*TEXTE SOURCE:*
--------------------------------------------------
Je me prête aujourd’hui à un exercice un peu particulier. Je souhaite vous conter la première fois.
Mon tout premier voyage à l’étranger…
Mes parents avaient peu de moyens, et petite, je faisais partie de ceux qui écoutaient les autres raconter leurs vacances dans des contrées lointaines. Les miennes, pourtant joyeuses, se déroulaient toujours dans un rayon de deux cents kilomètres du domicile familial.
Et puis il y eut Madame Lincou, enseignante de la première langue étrangère étudiée. Elle eut la brillante idée d’organiser un échange linguistique avec un petit collège d’Autriche, car la langue de Goethe fut la première à résonner en mes oreilles après celle de Molière. Cet échange d’abord épistolaire fut bientôt suivi d’une visite de ma correspondante chez moi, puis de la mienne, chez elle.
Déjà, quatre années auparavant, ma grande soeur avait réalisé un échange similaire. Et je me rappelle parfaitement d’avoir reçu cet adolescent autrichien à la maison alors que j’étais encore à l’école primaire. Un peu bizarre ce Wilhem qui ne parlait pas français. Premier contact avec l’altérité, pour moi qui avais grandi dans un village de moins d’un millier âmes.
Ce fut donc mon tour quatre ans plus tard de recevoir Anna à la maison. Elle était ouverte, sympathique et avenante. Elle devint une amie. Peu importe que nous ne comprenions pas tous les détails de ce que nous disions, nos regards et nos rires n’avaient pas besoin de mots. Quatre ou six mois plus tard, ce fut moi qui prit l’avion en sens inverse et me retrouvait à vivre pour trois semaines à Graz, la seconde ville d’Autriche.
--------------------------------------------------
*DONNÉES AFFICHÉES:*

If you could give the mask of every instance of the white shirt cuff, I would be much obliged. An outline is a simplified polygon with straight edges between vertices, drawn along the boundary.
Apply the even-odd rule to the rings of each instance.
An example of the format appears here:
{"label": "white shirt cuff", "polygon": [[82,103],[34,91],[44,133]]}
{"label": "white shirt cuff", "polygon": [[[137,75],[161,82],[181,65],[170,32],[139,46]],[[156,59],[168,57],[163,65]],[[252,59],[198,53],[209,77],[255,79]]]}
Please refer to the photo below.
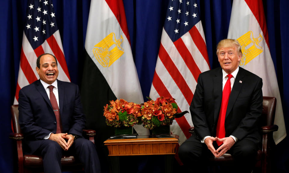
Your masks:
{"label": "white shirt cuff", "polygon": [[208,138],[208,137],[211,137],[210,136],[206,136],[205,137],[203,138],[203,139],[202,139],[202,140],[201,140],[201,142],[202,143],[205,143],[205,140],[206,138]]}
{"label": "white shirt cuff", "polygon": [[237,142],[237,141],[238,141],[238,138],[237,138],[237,137],[235,137],[234,136],[232,136],[232,135],[230,135],[230,137],[232,137],[232,138],[234,140],[234,141],[235,141],[235,142]]}
{"label": "white shirt cuff", "polygon": [[49,134],[46,136],[45,136],[43,138],[44,139],[49,139],[49,137],[50,137],[50,135],[51,134],[51,133],[51,133]]}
--------------------------------------------------
*CONSIGNE:*
Relevez, dans l'ordre d'apparition, tous les noms propres de personnes cités dans le texte source.

*RÉSULTAT ATTENDU:*
Madame Lincou, Goethe, Molière, Wilhem, Anna